JOB | Below is a listing; copy all of it exactly.

— start PROVIDED INFORMATION —

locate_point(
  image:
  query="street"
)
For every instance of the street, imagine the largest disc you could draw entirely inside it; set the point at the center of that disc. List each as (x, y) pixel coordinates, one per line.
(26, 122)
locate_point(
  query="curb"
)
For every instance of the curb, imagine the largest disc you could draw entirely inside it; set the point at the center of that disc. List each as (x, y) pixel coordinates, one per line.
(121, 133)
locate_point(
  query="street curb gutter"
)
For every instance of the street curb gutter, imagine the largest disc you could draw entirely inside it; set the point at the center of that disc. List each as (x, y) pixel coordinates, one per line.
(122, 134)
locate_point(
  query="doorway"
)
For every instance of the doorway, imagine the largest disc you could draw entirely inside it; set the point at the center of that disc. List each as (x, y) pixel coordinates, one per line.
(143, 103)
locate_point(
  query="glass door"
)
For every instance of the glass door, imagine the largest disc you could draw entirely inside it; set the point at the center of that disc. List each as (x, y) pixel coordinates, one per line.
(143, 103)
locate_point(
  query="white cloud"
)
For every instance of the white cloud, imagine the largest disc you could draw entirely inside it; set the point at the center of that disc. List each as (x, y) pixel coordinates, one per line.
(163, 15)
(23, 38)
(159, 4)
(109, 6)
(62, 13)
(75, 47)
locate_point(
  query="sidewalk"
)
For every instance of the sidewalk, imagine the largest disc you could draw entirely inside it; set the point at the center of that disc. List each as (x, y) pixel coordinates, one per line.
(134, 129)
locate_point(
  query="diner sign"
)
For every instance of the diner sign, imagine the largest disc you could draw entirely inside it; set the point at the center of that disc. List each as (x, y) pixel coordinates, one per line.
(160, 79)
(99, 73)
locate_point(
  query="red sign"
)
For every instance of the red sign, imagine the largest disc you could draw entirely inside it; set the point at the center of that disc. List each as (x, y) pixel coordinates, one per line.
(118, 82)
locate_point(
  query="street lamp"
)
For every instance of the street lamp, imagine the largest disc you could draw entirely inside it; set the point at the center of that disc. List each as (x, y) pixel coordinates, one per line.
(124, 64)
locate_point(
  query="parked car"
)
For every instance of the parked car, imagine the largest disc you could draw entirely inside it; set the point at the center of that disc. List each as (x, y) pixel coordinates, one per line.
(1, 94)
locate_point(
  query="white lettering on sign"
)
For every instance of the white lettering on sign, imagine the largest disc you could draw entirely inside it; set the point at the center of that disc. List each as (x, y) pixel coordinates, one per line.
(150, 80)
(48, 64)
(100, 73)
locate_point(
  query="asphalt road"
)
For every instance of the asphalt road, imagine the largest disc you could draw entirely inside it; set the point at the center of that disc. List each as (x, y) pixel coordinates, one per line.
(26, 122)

— end PROVIDED INFORMATION —

SOLUTION TO THIS PROBLEM |
locate_point(
  image:
  query="street"
)
For every instance of the street, imagine the largest disc you could draw entirely inside it; set the point at the center of that disc. List each as (x, y) pixel coordinates, one per line.
(26, 122)
locate_point(
  query="curb"
)
For every instance of the curb, imagine the largest disc you could draw entirely inside it; set the point at the center of that disc. List each as (x, y) pixel coordinates, one per line.
(121, 133)
locate_point(
  query="street curb gutter"
)
For every instance of the street curb gutter, imagine the largest disc you could draw entirely inside it; set the point at the center of that disc. List each as (x, y) pixel coordinates, one per line.
(122, 134)
locate_point(
  query="doorway"
)
For every instance of the doorway, imagine the largest disc you could draw entirely inside it; set the point at the center of that disc. List each as (x, y) pixel coordinates, one per line.
(143, 103)
locate_point(
  query="glass door"
)
For every instance of the glass door, imagine the largest disc you could draw entirely inside it; set the point at the center of that disc. List each as (x, y) pixel coordinates, one per line.
(143, 103)
locate_point(
  query="white cloud"
)
For every instance of the white cloud, imagine the largest disc you could draw entirely inside it; set the point at the center of that disc. List each as (x, y) pixel coordinates, one per line.
(163, 15)
(23, 38)
(159, 4)
(109, 6)
(62, 13)
(75, 47)
locate_point(
  query="sidewalk"
)
For every instance of the sidewalk, imagine the largest disc you could draw entirely inside it; set the point at the center of that disc. List each as (x, y) pixel coordinates, one per line.
(134, 129)
locate_point(
  query="diner sign"
)
For every instance of the diner sign, imagine the largest disc you could draw entirely inside it; set the point at the center of that disc. List each as (x, y) pixel coordinates, one per line.
(160, 79)
(99, 73)
locate_point(
  query="red sign"
)
For every instance of the red sign, imagine the largest disc you could draw entirely inside it; set the point at the center of that disc. List each as (x, y) pixel coordinates, one per line.
(118, 82)
locate_point(
  query="street lamp"
)
For every instance of the street lamp, imagine the largest disc you could draw entirely inside it; set the point at the center of that disc. List each as (x, y) pixel coordinates, one per line.
(124, 64)
locate_point(
  query="parked car"
)
For every instance of the parked car, imagine the largest disc you could draw entirely inside it; set the point at the center of that disc. List each as (x, y) pixel coordinates, one per line.
(1, 94)
locate_point(
  query="white lettering on sign"
)
For every instance of the white lettering on sign, imagine the largest disc you could draw entirely inside it; set the point at the center of that disc. List each as (x, y) pixel coordinates, one per line.
(150, 80)
(48, 64)
(100, 73)
locate_point(
  query="asphalt road"
)
For every instance of the asphalt road, imagine the largest disc you could draw entirely inside it; set the point at the center of that disc. List each as (x, y) pixel coordinates, one per line.
(26, 122)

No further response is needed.